# [Task directions]
Below are the records; restate all of them word for word.

Material to process START

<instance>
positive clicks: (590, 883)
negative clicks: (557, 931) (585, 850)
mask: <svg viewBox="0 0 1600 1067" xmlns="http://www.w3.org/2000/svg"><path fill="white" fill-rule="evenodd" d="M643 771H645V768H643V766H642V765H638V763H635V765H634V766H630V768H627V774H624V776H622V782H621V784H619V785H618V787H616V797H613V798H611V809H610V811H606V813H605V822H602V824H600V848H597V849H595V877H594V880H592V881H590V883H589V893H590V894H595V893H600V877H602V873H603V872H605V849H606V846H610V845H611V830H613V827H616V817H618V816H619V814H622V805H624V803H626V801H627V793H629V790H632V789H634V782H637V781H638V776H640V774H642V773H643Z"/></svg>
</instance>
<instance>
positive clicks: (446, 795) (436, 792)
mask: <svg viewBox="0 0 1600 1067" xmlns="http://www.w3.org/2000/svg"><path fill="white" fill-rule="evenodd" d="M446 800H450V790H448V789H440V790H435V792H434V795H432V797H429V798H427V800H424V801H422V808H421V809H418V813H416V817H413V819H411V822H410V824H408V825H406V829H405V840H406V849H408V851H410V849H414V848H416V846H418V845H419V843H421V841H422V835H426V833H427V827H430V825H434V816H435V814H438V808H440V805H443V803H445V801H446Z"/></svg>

Material to process END

# [Solution]
<instance>
positive clicks: (590, 883)
negative clicks: (557, 931) (585, 850)
mask: <svg viewBox="0 0 1600 1067" xmlns="http://www.w3.org/2000/svg"><path fill="white" fill-rule="evenodd" d="M643 771H645V768H643V766H642V765H638V763H635V765H634V766H630V768H627V774H624V776H622V782H621V784H619V785H618V787H616V797H613V798H611V809H610V811H606V813H605V822H602V824H600V848H597V849H595V877H594V880H592V881H590V883H589V893H590V894H595V893H600V877H602V873H603V872H605V849H606V846H610V845H611V830H613V827H616V817H618V816H619V814H622V805H624V803H626V801H627V793H629V790H632V789H634V782H637V781H638V776H640V774H642V773H643Z"/></svg>
</instance>
<instance>
positive clicks: (446, 795) (436, 792)
mask: <svg viewBox="0 0 1600 1067" xmlns="http://www.w3.org/2000/svg"><path fill="white" fill-rule="evenodd" d="M446 800H450V790H448V789H440V790H435V792H434V795H432V797H429V798H427V800H424V801H422V808H421V809H418V813H416V817H413V819H411V822H410V824H408V825H406V829H405V840H406V849H408V851H410V849H414V848H416V846H418V845H419V843H421V841H422V835H426V833H427V827H430V825H434V816H435V814H438V808H440V805H443V803H445V801H446Z"/></svg>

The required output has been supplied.